- READING TEXT -
## Begin

From Malik Ishaq to Naeem Bukhari to Saifullah Kurd to now Asif Chotu, the top four leaders have either been eliminated or caught. Does this forebode an end to LeJ’s reign of terror?
Formed in 1996 by former affiliates of the banned Sipah-e-Sahaba Pakistan (SSP) including Riaz Basra, Malik Ishaq, Akram Lahori, and Ghulam Rasool Shah, the defunct Lashkar-e-Jhangvi (LeJ) littered the country’s terror history with brutal acts of sectarian violence. In less than ten years, on Jan 30, 2003, the US Department of State designated the LeJ as a ‘Foreign Terrorist Organisation’.
Pakistan’s most ruthless sectarian outfit, the LeJ has received massive blows in the last one year. From Malik Ishaq to Naeem Bukhari, the top four leaders have either been eliminated or caught.
Jawed Ali Shah Bukhari, former IG Balochistan who had also served as DIG Counter Terrorism Department (CTD) Sindh, says that it’s a huge success of the law enforcement agencies. "The strongest cadre [of LeJ] has been neutralised in a short span of time. The law enforcers should remain on their toes and continue to be in the offensive mode."
Last week, on Feb 23, the LeJ Pakistan chief Rizwan alias Asif Chotu who carried a headmoney of Rs 2.5million was arrested from district Dera Ghazi Khan of the Punjab province. The very day, the Sindh police killed 12 LeJ and Al-Qaeda Indian Subcontinent (AQIS) militants in two encounters in Karachi.

## End

Entries drawn from an annotation dataset
## Begin

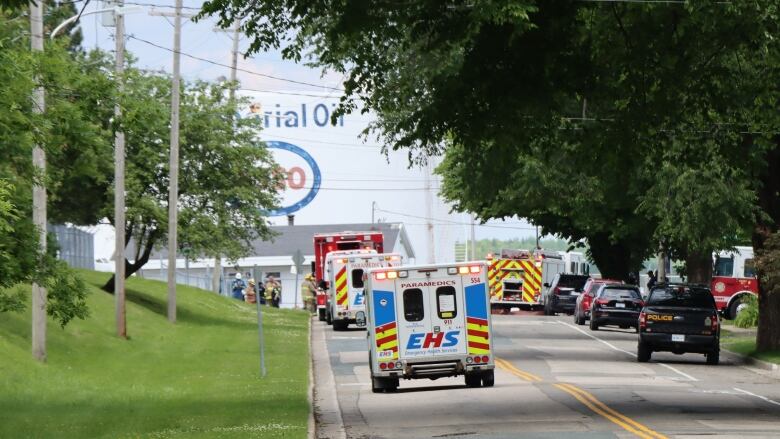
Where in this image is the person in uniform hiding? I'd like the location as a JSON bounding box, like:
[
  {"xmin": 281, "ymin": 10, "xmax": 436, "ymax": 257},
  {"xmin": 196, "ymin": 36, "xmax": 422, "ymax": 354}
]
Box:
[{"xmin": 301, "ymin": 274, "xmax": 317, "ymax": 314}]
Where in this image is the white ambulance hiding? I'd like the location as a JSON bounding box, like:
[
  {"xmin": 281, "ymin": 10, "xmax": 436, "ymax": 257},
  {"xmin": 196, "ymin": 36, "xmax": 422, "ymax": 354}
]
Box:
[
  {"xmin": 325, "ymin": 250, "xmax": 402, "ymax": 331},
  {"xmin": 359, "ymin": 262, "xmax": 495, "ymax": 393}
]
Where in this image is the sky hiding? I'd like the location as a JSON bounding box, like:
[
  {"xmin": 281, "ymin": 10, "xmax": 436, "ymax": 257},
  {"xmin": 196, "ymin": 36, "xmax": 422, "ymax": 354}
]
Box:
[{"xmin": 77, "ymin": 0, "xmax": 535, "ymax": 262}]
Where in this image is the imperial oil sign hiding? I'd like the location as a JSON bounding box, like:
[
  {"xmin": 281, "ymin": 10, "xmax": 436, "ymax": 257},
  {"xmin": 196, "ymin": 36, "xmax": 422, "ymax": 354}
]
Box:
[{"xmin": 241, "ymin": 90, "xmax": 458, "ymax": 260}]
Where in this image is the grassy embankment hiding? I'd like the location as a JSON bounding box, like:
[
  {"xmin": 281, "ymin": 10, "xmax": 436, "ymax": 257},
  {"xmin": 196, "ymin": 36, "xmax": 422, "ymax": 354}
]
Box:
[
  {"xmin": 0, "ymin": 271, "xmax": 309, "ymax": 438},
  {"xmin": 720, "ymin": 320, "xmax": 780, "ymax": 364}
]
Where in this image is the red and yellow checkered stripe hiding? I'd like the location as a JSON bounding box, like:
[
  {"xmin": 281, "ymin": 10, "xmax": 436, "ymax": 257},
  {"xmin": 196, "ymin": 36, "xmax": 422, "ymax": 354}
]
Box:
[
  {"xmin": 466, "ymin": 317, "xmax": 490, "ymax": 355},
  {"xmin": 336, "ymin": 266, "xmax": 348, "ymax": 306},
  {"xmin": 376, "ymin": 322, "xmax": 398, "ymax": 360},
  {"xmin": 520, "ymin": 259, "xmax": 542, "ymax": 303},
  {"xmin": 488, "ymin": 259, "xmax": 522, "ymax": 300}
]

## End
## Begin

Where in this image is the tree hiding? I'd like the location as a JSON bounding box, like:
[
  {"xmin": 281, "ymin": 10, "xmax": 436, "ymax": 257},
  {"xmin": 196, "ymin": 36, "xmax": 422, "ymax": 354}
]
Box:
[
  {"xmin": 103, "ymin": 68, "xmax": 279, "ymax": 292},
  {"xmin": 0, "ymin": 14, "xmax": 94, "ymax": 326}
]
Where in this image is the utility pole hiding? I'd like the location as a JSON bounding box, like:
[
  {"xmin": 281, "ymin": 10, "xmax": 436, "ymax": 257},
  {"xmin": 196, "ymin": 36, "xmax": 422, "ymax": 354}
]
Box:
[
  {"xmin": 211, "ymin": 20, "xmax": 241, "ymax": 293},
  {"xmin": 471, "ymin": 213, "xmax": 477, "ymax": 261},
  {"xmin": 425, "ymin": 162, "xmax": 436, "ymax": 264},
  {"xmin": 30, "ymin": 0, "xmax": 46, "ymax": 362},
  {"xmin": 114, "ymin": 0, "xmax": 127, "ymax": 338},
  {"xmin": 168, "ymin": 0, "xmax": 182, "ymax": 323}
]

## End

- TASKS FOR THIS EXERCISE -
A. Quote the stretch from "Formed in 1996" through "a ‘Foreign Terrorist Organisation’." in the article on Lashkar-e-Jhangvi.
B. Show every line of the listing that contains the string "utility", matching case exactly.
The article and the listing are unrelated to each other.

- THE SOLUTIONS -
A.
Formed in 1996 by former affiliates of the banned Sipah-e-Sahaba Pakistan (SSP) including Riaz Basra, Malik Ishaq, Akram Lahori, and Ghulam Rasool Shah, the defunct Lashkar-e-Jhangvi (LeJ) littered the country’s terror history with brutal acts of sectarian violence. In less than ten years, on Jan 30, 2003, the US Department of State designated the LeJ as a ‘Foreign Terrorist Organisation’.

B.
Where in this image is the utility pole hiding? I'd like the location as a JSON bounding box, like:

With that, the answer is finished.